- _Information provided_

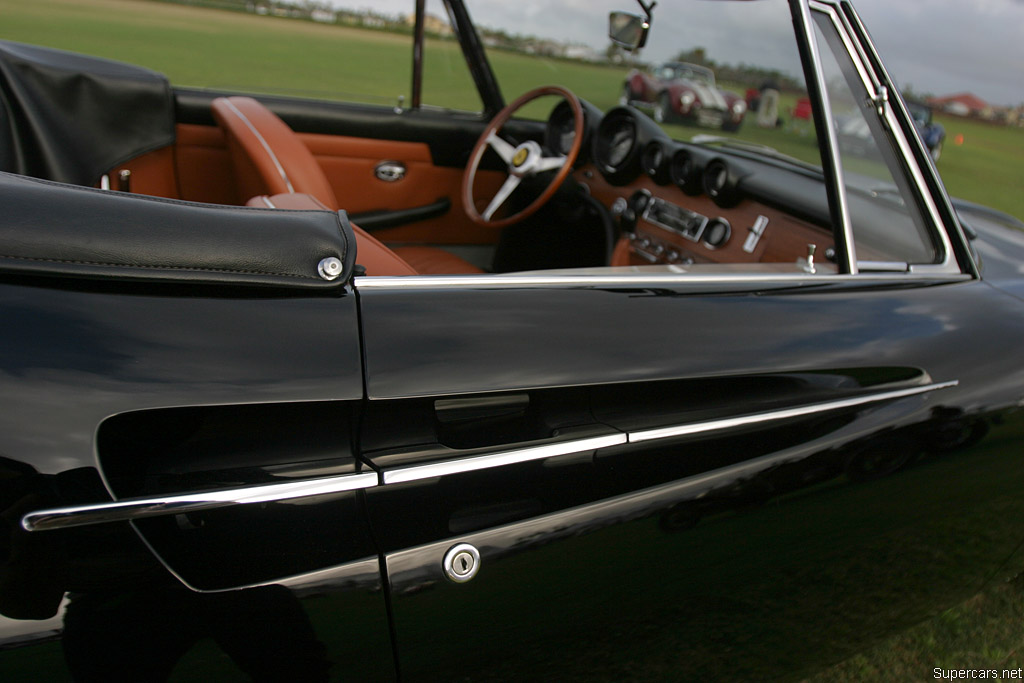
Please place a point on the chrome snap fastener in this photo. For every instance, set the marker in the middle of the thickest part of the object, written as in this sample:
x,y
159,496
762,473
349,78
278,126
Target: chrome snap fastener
x,y
330,268
461,562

- _Task requirements_
Convert the text lines of the records above into a JSON list of strings, one string per line and no strings for blank lines. Leave the pictures out of the answer.

- _Exercise result_
[
  "Please place a point on the chrome snap fastener in this photo. For every instance, set the marker in the middle of the thickest part of the object, written as in this sample:",
  "x,y",
  "159,496",
  "762,473",
  "349,78",
  "278,126",
  "Target: chrome snap fastener",
  "x,y",
  "330,268",
  "461,562"
]